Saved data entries
§ §
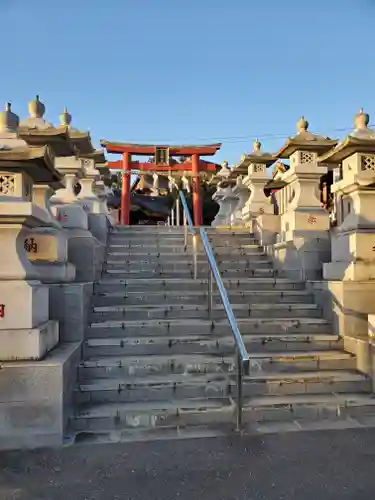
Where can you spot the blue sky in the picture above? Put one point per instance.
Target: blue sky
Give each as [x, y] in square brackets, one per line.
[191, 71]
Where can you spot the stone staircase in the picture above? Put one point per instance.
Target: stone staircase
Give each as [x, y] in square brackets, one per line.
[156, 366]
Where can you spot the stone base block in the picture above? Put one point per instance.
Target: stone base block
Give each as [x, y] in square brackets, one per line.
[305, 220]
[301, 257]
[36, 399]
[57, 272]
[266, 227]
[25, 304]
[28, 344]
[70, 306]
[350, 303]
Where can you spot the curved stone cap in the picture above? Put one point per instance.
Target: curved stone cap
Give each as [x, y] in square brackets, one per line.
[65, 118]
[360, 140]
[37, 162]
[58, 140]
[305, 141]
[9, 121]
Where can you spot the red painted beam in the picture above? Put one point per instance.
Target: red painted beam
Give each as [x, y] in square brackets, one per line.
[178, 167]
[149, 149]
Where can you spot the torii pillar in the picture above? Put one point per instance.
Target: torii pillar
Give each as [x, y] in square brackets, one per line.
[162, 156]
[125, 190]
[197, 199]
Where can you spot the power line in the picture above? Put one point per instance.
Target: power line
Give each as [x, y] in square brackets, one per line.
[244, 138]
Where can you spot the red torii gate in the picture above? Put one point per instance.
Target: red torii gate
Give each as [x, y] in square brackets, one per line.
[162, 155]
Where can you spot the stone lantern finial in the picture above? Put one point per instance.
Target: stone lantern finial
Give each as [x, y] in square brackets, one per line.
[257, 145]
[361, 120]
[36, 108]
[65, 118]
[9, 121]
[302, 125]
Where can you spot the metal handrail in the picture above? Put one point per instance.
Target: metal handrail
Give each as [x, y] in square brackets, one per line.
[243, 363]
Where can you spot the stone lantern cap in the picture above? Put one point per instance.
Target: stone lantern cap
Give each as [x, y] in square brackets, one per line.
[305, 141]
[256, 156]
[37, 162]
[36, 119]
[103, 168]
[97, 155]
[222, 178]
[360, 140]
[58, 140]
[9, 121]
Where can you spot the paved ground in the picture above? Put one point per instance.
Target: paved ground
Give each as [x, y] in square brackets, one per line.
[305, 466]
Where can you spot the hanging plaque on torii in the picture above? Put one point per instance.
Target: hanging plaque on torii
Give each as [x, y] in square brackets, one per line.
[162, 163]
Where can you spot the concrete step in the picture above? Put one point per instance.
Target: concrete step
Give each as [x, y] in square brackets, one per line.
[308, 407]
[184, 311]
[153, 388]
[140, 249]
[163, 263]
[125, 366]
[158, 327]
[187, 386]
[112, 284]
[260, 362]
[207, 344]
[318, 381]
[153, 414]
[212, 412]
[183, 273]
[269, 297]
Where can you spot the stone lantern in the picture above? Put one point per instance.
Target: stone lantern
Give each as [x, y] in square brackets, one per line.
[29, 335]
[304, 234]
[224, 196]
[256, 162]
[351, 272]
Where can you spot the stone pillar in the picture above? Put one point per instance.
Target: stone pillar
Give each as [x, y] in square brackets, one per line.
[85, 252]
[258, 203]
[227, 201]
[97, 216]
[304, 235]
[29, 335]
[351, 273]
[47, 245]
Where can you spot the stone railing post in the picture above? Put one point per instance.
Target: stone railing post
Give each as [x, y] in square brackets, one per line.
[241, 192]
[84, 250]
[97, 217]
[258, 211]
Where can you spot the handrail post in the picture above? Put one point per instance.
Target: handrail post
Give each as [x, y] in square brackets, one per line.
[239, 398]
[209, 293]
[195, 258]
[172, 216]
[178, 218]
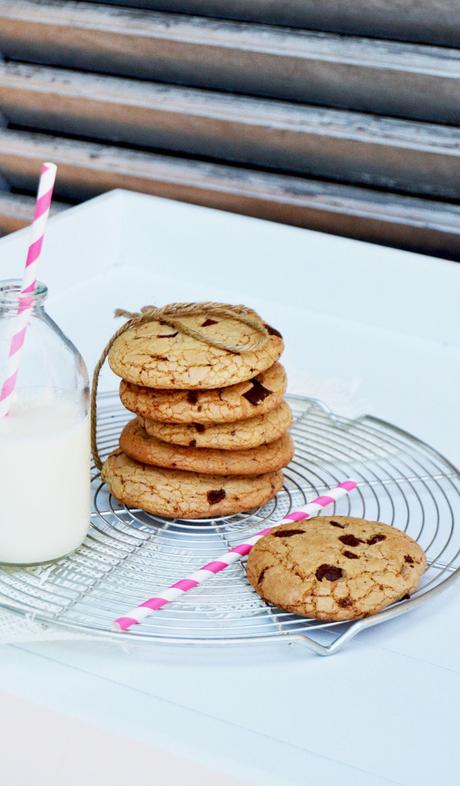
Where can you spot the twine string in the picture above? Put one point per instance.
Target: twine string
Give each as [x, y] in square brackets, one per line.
§ §
THE EXERCISE:
Copy the material above in full and exactly, skipping pictures.

CORRECT OUTPUT:
Where can you spot the blue sky in the picture above? Put one point per instance.
Target: blue sky
Give each as [x, y] in square brackets, one per line.
[191, 71]
Where can you spot the stone staircase in the picture above? Put one point per instance.
Target: stone staircase
Give each as [x, y] in square brackets, one per line.
[156, 366]
Where can you spot the stone base block in the picture above? Put one point per instance.
Target: stone base block
Give each as [x, y] in square brackets, one per line.
[305, 220]
[301, 257]
[36, 399]
[57, 272]
[266, 227]
[25, 304]
[28, 344]
[70, 306]
[350, 303]
Where can you spot the curved stone cap in the picture above? Put one point per instance.
Target: curved stone cap
Give each as [x, y] in square brackets, one per line.
[65, 118]
[360, 140]
[37, 162]
[58, 140]
[305, 141]
[9, 121]
Where can you spot the red painted beam in the picture above? Put one point per instance.
Target: red painted beam
Give each as [x, y] in square brackets, one per line.
[178, 167]
[149, 149]
Where can you spot the torii pillar in the picture above? Put one point per instance.
Target: torii pillar
Give each as [x, y] in square brackets, one per line.
[162, 156]
[125, 190]
[197, 199]
Where can you spot the power line in the picture above? Put one point per instance.
Target: power line
Give each as [x, y] in square brackets, one per line.
[244, 138]
Where can you spot the red torii gate in the picture above? Put one point per instance.
Target: red torii gate
Give each as [x, y] in square brackets, one per line.
[162, 155]
Where can you spot the stone lantern finial in the picture above? Put one point per instance.
Target: stone lantern finial
Give each as [x, y] in square brackets, one per line.
[257, 145]
[361, 120]
[36, 108]
[65, 118]
[9, 121]
[302, 125]
Where can you spot the metal handrail in the picture above? Put one point per instance.
Target: metal handrail
Give each as [x, y] in square brackets, one per line.
[243, 363]
Where can you spot the stone lantern cap in the picture above? Put one point per instance.
Target: stone lantern cap
Give each as [x, y] in square brackets, one per line.
[305, 141]
[256, 156]
[37, 162]
[36, 119]
[103, 168]
[97, 155]
[222, 178]
[360, 140]
[58, 140]
[9, 121]
Where can you spot the paved ground in the picture above? Put one point per instance.
Target: paved ground
Give each as [x, y] in square brackets, one per line.
[305, 466]
Where can you spot the hanging plaque on torii in the picture above? Put one point per instance.
Target: hanging plaque on torii
Give each as [x, y] in square brackets, one per line.
[162, 163]
Where can you spot the concrete step in the picture above? Put one point per instance.
Target: concrete step
Give each as [x, y] in square brackets, one per line.
[308, 407]
[184, 311]
[153, 388]
[140, 249]
[163, 263]
[125, 366]
[158, 327]
[187, 386]
[112, 284]
[260, 362]
[207, 344]
[318, 381]
[153, 414]
[212, 412]
[183, 273]
[269, 297]
Where can you spot the stone lantern in the picture above? Put one point per instance.
Target: stone lantern
Give each as [x, y] in square brackets, one per line.
[29, 335]
[304, 234]
[224, 196]
[256, 162]
[351, 272]
Where can you spot the stone pillar in the picture above? Put one point per instance.
Target: stone pillar
Give each as [x, y] in square brackets, one per line.
[85, 252]
[258, 203]
[227, 201]
[97, 216]
[304, 235]
[29, 335]
[351, 273]
[47, 245]
Where can you spot the stone railing post in the picture above? Put one point per instance.
Target: stone railing post
Give each as [x, y] in square brackets, one per line.
[241, 192]
[84, 250]
[97, 217]
[258, 211]
Where can you spot the handrail post in the picture above? Put one point per instance.
Target: handrail post
Give each as [x, y] in square brackets, one per line.
[239, 398]
[209, 293]
[195, 258]
[172, 216]
[178, 218]
Where can you spot the twine string in the picture above? Put one point per instance.
Target: twine string
Give each as [x, y] in square brackets, one per line.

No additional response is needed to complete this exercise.